Region pointing data:
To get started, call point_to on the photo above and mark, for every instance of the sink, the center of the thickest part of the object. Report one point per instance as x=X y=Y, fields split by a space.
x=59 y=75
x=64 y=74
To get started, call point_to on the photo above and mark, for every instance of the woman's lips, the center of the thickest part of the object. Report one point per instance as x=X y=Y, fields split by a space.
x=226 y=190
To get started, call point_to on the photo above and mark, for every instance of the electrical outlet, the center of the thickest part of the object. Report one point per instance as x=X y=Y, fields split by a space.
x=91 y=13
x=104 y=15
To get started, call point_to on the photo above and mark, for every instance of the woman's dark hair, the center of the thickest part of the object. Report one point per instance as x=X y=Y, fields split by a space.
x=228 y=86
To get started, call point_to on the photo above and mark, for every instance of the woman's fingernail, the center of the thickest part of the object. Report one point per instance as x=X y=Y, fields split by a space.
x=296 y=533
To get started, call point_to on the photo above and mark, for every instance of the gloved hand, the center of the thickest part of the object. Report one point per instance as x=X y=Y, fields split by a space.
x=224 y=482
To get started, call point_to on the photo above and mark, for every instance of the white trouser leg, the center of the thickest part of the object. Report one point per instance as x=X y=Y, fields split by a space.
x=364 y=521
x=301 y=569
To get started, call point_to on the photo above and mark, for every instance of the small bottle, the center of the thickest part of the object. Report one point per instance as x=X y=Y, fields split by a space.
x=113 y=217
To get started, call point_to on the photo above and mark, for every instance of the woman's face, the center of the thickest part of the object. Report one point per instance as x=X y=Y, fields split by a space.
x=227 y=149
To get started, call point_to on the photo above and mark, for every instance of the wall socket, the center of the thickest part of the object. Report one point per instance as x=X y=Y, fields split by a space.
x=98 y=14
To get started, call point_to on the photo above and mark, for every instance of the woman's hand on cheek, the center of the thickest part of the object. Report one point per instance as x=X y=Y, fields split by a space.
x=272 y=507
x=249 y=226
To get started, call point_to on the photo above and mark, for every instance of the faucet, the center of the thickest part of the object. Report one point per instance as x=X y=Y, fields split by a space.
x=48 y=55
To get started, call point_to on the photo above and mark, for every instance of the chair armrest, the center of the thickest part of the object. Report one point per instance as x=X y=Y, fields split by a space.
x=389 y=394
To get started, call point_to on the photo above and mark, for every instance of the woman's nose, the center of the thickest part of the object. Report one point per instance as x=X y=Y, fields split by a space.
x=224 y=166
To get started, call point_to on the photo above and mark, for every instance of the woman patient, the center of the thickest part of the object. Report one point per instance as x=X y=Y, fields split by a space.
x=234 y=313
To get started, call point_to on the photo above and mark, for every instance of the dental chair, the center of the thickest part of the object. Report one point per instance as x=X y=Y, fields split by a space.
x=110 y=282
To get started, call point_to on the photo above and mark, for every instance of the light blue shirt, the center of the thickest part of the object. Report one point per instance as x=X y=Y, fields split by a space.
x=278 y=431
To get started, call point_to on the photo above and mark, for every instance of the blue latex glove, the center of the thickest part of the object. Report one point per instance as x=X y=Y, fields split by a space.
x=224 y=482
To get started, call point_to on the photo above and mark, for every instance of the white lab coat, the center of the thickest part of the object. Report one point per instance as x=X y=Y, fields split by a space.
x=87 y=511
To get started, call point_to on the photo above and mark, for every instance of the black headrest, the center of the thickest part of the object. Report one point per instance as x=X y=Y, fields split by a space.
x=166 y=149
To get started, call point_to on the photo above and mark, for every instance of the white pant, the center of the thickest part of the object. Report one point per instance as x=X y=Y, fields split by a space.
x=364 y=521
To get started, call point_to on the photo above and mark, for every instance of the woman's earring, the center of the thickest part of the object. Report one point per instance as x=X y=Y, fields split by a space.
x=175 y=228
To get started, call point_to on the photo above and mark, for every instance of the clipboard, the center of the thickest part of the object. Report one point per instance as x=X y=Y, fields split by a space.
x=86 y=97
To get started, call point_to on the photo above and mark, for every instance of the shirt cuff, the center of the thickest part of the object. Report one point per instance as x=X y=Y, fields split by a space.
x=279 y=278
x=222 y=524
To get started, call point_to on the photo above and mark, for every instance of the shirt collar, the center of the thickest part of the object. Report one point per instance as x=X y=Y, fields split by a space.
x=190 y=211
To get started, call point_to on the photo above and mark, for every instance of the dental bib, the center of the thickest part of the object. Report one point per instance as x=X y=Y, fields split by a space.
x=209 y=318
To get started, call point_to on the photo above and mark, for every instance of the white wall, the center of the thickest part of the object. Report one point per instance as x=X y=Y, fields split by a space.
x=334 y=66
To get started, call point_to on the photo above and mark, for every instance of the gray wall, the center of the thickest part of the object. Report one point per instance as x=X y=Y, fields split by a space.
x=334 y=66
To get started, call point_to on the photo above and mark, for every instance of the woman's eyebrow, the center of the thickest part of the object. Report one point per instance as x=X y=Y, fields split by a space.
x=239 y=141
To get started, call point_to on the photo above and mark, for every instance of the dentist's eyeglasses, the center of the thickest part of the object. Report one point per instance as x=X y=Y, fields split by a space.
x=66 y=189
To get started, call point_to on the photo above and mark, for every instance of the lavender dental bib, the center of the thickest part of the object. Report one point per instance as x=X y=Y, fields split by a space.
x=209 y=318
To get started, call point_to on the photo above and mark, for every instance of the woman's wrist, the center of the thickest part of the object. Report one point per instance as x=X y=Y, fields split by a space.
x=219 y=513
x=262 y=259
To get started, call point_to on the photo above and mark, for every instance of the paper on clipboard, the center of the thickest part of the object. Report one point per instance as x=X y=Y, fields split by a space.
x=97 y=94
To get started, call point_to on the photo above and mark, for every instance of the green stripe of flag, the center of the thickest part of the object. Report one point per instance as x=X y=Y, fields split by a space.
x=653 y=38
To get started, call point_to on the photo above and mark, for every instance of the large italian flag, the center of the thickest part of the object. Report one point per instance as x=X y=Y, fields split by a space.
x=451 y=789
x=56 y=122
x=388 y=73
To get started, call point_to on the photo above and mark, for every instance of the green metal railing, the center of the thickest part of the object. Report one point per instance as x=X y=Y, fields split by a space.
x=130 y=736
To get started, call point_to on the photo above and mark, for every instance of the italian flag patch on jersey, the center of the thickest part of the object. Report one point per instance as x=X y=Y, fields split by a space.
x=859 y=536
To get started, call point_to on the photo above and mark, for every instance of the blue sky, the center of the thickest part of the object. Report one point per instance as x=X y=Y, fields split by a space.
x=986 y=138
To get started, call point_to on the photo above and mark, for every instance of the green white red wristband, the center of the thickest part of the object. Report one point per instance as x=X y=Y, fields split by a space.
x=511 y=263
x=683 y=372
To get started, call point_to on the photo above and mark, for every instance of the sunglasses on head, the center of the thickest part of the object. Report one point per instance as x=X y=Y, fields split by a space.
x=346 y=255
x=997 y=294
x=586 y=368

Task goal
Without skipping anything, transcribe every line above exactly.

Result of the task
To get started, call point_to on the photo above and mark, for every instance of the sink, the center of the thickest part of the object. Report one point per instance as x=X y=Y, fields split by a space.
x=59 y=75
x=64 y=74
To get started, call point_to on the photo above and mark, for every instance of the woman's lips, the center of the thickest part of the object. Report one point per instance as x=X y=Y, fields split by a space.
x=226 y=190
To get started, call point_to on the photo above and mark, for every instance of the electrical outlet, the center of the thickest part of the object. Report one point per instance as x=X y=Y, fields split by a space.
x=91 y=13
x=104 y=15
To get started, call point_to on the photo above and mark, for every instance of the woman's dark hair, the center of the thickest part of the object. Report one point per instance as x=X y=Y, fields split by a space.
x=228 y=86
To get started, call point_to on the photo above and mark, for every instance of the woman's fingernail, the center of the thickest part of the object. Report one point per instance as x=X y=Y, fields split by a space.
x=296 y=533
To get started, call point_to on the photo above and mark, for every instance of the gloved hand, the center of the thickest part of the object. Report one point per instance as x=X y=Y, fields split by a space.
x=224 y=482
To get started, call point_to on the photo above and mark, for every instance of the white trouser leg, the center of the thickest part of the object. Report one point per instance as x=X y=Y, fields split by a space.
x=364 y=521
x=301 y=569
To get started, call point_to on the photo above and mark, for every instance of the small bottle, the center of the thickest part of the object. Report one point per instance as x=X y=Y, fields split by a space.
x=113 y=217
To get started, call point_to on the photo above and mark, for every instance of the woman's face, the center of the thickest part of the object. Report one point per instance as x=X y=Y, fields split by a space.
x=227 y=149
To get started, call point_to on the photo above and mark, for every instance of the wall socket, the center of the thickest part of the object. Report one point per instance as x=X y=Y, fields split by a space.
x=98 y=14
To get started, call point_to on the photo above and mark, for every instance of the woman's hand on cheek, the center of the thickest part of the object. Report one point per instance as x=X y=Y, fields split by a space.
x=272 y=507
x=249 y=226
To get started, call point_to on the photo above and mark, for every instance of the faucet, the center of the thickest part of the object. Report one point per instance as x=X y=Y, fields split by a space.
x=48 y=55
To get started, call point_to on the photo above and mark, for every instance of the chair armrest, the center of the thickest part of the object. Report one point per instance as x=X y=Y, fields split by a space.
x=389 y=394
To get started, call point_to on the photo above and mark, for every instance of the woman's nose, the center of the thickest part of the object. Report one point per instance as x=X y=Y, fields split by a space.
x=224 y=166
To get started, call point_to on the photo above and mark, for every instance of the woman patient, the center of the thickest part of the object. Report one point per instance as x=X y=Y, fields split by a space.
x=234 y=313
To get started, call point_to on the photo above and mark, for every instance of the dental chair, the center of the thickest part of the object. Report one point per instance as x=X y=Y, fields split by a space.
x=110 y=282
To get started, call point_to on the photo above and mark, for every instance of the light blue shirt, the center of the thickest part of the object. Report one point per instance as x=X y=Y, fields split by a space.
x=278 y=431
To get started, call point_to on the photo above and mark, for every instance of the blue latex glove, the center of the thickest part of the object. Report one point per instance as x=X y=Y, fields split by a space.
x=224 y=482
To get started, call point_to on the photo above and mark, for every instance of the white lab coat, the center of the thickest part of the object. Report one point per instance as x=X y=Y, fields split by a space.
x=87 y=511
To get started, call point_to on the photo above and mark, for every instance of the black headrest, the center of the thickest part of the object. Report one point per instance as x=X y=Y, fields split by a space.
x=166 y=149
To get started, call point_to on the photo above and mark, for every instance of the white pant, the center of the thickest part of the object. Report one point per instance as x=X y=Y, fields split by a space.
x=364 y=521
To get started, call point_to on the photo above and mark, for every instance of the woman's earring, the center of the thickest part of the object. Report one point per instance as x=X y=Y, fields split by a space.
x=175 y=228
To get started, call point_to on the photo above and mark, for every instance of the clipboard, the center of the thickest part of the object. Report one point per instance as x=X y=Y, fields split by a space.
x=86 y=97
To get started, call point_to on the photo above and mark, for every instance of the shirt cuff, the center of the thickest part of the object. Report one point per instance as x=X y=Y, fields split by a space.
x=279 y=278
x=222 y=524
To get started, call point_to on the photo above and mark, for every instance of the shirt collar, the center of the thickest part of the object. Report one point per instance as x=X y=Y, fields split by a space.
x=190 y=211
To get started, call point_to on the photo above and mark, for every instance of the dental bib, the center of the thickest part of the object. Report one point per instance as x=X y=Y, fields split by a space.
x=209 y=318
To get started, call point_to on the photo above and mark, for every instance of the white wall, the center of the thickest part of the object. Report one point per instance as x=X y=Y, fields split by a space.
x=334 y=66
To get started, call point_to on the photo above and mark, for every instance of the gray wall, the center of the thickest part of the object. Report one point per instance as x=X y=Y, fields split by a space.
x=334 y=66
To get started, call point_to on the photo above and mark, for every instance of the woman's eyebrow, the center of the thickest part of the object. Report one point per instance as x=X y=Y, fields split by a space.
x=239 y=141
To get started, call point_to on the photo above and mark, for every instance of the dentist's eyeglasses, the center of the thickest part of the object. Report one point per instance as x=X y=Y, fields split by a space.
x=66 y=189
To get started, call point_to on the photo above and mark, for every instance of the lavender dental bib, the center of the thickest part of the object. Report one point per instance as x=X y=Y, fields split by a space.
x=209 y=318
To get started, call point_to on the photo above and mark, for every instance of the woman's wrist, the center of the thickest part of the object. Report one point per instance as x=X y=Y, fields split by a space.
x=219 y=513
x=262 y=259
To get started, call point_to on the photo above and mark, for every instance of the paper on clipboard, the center of the thickest part of the object. Report one point per instance as x=X y=Y, fields split by a space.
x=97 y=94
To get started, call point_to on the photo above and mark, for every instance of the green stripe of flag, the center of the thickest part of the object. Report one point per instance as x=X y=Y, fields split by a space.
x=653 y=38
To get started, call point_to on the photo above and mark, for every instance of the large italian flag, the center of the thickest part of the object. Report one point per instance as x=X y=Y, fields split by a space.
x=451 y=789
x=56 y=122
x=388 y=73
To get started, call point_to on the photo above and mark, for every instance of the green metal railing, the center of the thickest part of the object. Report one point per instance as x=X y=Y, fields split by a space.
x=130 y=736
To get started, call point_to on the photo above and mark, for every instance of the italian flag patch on jersey, the center of the thickest part of the object. Report one point per instance as x=X y=Y, fields split by a space.
x=859 y=536
To get started, call point_to on the photo above and mark, for every instance of the blue sky, the center of the thickest part of the object. Report one point per instance as x=X y=Y, fields split by a space.
x=986 y=138
To get started, call point_to on the photo above and mark, for every instance of the green white red wristband, the center of the thickest part of the object. Report one point per instance as x=X y=Y, fields split by a space.
x=511 y=263
x=683 y=372
To get started, call point_to on the photo above and mark, for every instance of the sunglasses on head, the center of the thickest part of the object. Report one point per instance as x=X y=Y, fields split by a space.
x=346 y=255
x=997 y=294
x=586 y=368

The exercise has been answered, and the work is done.